Data records:
━━━

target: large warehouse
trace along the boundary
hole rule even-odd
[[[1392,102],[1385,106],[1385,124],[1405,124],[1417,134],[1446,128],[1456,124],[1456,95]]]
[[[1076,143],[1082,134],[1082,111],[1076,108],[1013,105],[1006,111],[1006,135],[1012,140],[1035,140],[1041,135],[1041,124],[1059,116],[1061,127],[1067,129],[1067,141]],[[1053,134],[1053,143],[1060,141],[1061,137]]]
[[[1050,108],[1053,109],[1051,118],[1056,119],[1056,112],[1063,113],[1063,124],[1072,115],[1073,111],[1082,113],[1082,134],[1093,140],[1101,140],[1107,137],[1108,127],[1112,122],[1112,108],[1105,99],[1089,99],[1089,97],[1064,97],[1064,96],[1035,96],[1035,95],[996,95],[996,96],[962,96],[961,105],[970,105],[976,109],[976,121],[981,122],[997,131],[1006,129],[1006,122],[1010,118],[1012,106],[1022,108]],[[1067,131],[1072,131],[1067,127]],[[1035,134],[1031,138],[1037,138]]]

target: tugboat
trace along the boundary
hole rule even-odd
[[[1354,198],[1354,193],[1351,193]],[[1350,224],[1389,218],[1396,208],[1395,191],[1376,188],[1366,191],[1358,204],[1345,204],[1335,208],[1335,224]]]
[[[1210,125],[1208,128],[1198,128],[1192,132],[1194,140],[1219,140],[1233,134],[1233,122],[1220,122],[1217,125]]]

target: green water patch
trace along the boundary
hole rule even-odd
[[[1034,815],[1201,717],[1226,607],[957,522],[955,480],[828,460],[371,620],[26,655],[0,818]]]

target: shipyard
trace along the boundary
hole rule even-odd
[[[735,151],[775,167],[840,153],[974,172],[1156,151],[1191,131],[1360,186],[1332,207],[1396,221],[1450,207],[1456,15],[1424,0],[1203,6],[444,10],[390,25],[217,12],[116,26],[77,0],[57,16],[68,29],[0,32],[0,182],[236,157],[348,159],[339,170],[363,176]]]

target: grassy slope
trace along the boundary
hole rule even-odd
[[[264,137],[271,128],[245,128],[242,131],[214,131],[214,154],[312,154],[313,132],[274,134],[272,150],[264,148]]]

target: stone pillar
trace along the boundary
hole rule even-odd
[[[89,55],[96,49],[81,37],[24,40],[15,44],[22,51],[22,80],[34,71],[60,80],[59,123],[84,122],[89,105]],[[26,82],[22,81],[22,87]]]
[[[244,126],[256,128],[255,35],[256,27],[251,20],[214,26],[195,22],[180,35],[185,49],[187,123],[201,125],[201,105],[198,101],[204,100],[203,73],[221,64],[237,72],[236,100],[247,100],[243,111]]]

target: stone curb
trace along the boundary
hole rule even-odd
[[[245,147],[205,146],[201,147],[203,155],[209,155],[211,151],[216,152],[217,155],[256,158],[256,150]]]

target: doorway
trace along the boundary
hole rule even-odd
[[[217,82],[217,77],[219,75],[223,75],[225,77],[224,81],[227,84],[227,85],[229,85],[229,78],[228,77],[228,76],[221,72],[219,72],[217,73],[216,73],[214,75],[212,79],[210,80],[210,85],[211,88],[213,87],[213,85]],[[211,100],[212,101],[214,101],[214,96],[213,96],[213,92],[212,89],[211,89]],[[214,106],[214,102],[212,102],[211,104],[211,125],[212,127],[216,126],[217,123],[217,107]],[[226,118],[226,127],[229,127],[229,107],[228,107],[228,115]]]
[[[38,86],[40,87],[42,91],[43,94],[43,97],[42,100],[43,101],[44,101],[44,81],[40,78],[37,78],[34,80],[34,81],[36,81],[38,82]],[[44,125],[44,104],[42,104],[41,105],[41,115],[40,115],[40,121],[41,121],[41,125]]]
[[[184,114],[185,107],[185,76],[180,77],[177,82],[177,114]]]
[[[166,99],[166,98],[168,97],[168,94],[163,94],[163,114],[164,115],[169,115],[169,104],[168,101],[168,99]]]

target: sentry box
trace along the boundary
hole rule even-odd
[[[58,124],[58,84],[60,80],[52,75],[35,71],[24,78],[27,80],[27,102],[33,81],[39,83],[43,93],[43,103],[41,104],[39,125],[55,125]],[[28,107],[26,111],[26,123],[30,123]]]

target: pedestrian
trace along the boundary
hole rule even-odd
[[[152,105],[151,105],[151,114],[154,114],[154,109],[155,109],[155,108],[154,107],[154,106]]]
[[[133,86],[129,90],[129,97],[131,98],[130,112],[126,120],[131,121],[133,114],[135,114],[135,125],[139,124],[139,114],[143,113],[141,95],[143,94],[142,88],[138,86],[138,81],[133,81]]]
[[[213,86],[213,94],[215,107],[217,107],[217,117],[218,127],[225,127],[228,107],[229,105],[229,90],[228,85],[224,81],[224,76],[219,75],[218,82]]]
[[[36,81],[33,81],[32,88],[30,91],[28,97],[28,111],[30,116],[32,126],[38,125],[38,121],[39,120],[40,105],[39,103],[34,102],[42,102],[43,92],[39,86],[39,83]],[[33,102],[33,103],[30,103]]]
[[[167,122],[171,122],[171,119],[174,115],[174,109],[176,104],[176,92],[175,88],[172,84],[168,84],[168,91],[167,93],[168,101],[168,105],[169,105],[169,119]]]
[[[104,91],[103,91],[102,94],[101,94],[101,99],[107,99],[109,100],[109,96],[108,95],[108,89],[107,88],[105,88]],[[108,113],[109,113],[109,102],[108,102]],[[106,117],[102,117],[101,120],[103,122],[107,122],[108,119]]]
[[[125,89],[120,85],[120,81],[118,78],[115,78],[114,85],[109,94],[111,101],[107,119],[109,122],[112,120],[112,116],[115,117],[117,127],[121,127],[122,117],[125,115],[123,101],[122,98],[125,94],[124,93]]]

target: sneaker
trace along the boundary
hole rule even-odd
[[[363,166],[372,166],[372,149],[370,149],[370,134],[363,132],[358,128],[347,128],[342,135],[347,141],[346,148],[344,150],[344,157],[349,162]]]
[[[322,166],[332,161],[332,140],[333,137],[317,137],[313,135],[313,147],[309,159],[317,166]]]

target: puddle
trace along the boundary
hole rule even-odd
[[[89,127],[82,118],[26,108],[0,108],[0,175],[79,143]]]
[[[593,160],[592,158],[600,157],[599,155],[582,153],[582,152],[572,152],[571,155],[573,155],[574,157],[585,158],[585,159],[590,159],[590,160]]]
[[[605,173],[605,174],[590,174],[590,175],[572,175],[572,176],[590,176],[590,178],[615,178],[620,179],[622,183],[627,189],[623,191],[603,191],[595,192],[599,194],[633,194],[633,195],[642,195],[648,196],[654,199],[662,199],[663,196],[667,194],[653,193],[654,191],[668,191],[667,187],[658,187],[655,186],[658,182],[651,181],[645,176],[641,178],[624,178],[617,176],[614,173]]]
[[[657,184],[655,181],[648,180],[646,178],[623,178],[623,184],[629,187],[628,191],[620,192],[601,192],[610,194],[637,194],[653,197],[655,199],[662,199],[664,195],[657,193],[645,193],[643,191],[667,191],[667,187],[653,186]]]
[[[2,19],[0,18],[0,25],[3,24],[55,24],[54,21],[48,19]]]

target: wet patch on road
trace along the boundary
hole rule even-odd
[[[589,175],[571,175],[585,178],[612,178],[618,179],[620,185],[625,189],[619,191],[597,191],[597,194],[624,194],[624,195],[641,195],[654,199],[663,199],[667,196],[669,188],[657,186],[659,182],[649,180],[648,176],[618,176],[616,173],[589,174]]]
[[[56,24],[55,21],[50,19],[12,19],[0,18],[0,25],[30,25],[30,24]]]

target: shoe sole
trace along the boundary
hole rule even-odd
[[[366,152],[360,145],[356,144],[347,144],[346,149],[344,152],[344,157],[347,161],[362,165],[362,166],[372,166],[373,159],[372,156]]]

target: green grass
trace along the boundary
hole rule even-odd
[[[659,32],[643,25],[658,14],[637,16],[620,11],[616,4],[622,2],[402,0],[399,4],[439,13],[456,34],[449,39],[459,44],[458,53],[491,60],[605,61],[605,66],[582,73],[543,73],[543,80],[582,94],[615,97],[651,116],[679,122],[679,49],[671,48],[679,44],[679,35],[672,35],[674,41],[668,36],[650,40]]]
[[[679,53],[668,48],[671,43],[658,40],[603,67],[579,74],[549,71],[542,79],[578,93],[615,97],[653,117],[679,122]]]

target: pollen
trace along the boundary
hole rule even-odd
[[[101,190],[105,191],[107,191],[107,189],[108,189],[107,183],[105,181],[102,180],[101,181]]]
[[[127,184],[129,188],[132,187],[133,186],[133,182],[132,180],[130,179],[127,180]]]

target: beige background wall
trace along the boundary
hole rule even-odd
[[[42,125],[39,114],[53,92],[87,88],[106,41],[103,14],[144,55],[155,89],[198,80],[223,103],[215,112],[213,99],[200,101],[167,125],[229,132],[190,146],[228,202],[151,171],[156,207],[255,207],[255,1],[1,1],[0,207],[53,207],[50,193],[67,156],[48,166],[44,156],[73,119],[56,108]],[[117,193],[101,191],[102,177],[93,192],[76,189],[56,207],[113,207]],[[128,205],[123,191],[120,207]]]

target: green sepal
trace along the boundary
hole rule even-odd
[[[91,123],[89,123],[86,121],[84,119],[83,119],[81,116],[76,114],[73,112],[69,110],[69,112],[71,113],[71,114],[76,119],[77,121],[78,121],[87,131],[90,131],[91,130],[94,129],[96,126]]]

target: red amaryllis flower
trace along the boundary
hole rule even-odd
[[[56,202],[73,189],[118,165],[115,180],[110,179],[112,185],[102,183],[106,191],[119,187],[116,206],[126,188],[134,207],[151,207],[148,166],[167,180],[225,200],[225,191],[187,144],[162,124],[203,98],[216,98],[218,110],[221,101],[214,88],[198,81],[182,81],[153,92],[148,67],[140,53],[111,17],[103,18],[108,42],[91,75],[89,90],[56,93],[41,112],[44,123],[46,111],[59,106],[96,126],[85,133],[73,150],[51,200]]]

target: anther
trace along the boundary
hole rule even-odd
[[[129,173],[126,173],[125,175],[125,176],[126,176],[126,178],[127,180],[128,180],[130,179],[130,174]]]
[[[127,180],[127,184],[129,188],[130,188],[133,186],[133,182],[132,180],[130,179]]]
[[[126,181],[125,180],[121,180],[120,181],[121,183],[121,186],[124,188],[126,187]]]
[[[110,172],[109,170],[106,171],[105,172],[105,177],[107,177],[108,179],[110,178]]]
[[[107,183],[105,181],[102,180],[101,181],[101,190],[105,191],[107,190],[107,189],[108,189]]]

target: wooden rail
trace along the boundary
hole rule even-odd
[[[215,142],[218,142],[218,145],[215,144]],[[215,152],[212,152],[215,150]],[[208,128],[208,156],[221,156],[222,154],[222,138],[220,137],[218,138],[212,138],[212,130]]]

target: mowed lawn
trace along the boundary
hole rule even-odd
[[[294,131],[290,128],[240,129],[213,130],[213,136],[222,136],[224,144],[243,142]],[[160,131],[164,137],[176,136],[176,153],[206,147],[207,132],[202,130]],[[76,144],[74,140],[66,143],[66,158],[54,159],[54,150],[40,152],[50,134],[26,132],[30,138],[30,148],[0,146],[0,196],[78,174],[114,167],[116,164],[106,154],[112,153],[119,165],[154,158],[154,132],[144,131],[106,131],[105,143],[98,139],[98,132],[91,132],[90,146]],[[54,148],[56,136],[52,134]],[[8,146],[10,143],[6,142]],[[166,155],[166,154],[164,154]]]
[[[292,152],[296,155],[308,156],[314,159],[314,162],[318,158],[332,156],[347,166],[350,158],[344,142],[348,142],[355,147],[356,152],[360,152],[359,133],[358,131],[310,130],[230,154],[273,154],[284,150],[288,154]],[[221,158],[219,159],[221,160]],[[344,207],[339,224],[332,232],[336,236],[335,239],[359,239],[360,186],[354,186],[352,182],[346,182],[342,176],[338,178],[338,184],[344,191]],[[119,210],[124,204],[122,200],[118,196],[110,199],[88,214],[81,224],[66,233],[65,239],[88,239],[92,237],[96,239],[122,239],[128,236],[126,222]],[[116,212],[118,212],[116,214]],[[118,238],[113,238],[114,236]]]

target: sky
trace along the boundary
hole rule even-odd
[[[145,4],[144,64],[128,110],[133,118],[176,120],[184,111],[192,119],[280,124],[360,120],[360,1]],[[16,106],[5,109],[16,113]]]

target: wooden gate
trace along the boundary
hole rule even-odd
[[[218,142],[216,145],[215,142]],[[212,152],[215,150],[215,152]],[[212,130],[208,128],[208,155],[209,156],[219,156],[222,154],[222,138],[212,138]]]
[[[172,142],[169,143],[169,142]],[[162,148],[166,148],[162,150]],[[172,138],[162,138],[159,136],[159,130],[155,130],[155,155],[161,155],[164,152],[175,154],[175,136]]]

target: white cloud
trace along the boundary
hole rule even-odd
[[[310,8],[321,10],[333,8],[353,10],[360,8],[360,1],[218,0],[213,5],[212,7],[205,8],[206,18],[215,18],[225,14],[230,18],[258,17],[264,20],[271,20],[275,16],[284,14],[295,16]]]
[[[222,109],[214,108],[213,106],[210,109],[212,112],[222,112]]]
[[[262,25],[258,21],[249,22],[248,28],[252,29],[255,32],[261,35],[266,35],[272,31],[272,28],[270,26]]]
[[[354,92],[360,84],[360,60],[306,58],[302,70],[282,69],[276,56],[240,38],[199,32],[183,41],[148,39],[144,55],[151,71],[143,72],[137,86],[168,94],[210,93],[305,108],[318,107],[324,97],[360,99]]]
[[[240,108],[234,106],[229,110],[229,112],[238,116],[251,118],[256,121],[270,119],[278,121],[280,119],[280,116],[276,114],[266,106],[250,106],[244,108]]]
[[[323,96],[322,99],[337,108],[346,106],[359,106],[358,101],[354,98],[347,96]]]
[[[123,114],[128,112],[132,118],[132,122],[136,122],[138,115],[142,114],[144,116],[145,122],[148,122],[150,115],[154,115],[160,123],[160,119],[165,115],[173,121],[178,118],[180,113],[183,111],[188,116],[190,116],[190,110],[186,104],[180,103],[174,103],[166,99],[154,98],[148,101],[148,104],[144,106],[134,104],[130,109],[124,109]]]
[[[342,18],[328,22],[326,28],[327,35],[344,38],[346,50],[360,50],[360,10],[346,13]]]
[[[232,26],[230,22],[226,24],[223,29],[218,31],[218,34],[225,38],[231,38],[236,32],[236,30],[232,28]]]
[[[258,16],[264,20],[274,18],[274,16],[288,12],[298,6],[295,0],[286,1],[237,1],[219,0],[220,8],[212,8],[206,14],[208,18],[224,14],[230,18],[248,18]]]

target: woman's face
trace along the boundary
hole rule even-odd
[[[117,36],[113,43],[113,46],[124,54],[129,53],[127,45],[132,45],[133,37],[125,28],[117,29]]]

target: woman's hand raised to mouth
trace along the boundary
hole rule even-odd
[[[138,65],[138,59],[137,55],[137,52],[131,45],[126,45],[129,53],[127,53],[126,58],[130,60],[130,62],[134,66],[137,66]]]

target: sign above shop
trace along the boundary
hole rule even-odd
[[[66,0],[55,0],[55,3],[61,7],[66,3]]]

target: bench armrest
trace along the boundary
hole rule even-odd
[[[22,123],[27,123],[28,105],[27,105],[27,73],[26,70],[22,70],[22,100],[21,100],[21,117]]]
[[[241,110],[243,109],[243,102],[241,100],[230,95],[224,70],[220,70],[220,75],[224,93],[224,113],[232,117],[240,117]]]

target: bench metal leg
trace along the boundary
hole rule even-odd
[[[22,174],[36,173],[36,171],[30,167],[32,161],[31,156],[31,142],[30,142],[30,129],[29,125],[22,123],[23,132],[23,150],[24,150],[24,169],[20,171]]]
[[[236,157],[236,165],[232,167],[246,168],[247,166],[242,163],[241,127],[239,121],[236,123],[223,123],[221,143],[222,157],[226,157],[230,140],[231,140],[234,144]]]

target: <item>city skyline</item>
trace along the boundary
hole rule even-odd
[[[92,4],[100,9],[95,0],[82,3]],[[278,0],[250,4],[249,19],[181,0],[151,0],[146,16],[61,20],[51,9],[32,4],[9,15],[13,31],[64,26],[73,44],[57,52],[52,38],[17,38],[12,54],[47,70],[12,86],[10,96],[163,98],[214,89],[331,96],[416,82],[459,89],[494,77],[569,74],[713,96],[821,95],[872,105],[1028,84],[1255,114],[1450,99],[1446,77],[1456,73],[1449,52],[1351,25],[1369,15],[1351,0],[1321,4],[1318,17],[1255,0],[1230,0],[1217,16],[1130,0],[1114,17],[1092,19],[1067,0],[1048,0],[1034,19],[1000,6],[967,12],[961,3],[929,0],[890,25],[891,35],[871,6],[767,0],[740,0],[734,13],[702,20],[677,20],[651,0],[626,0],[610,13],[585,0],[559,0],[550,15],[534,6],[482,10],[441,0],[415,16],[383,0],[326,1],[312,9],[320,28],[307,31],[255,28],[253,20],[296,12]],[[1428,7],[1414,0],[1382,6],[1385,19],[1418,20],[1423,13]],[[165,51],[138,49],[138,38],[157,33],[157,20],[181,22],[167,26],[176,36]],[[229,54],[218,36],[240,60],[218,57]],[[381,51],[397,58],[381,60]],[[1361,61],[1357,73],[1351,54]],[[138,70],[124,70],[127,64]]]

━━━

* [Instructions to follow] Please report every line of the material above that contains the word "patch", copying each such line in full. Case counts.

* [Written solution]
target: green water patch
target: wet patch on road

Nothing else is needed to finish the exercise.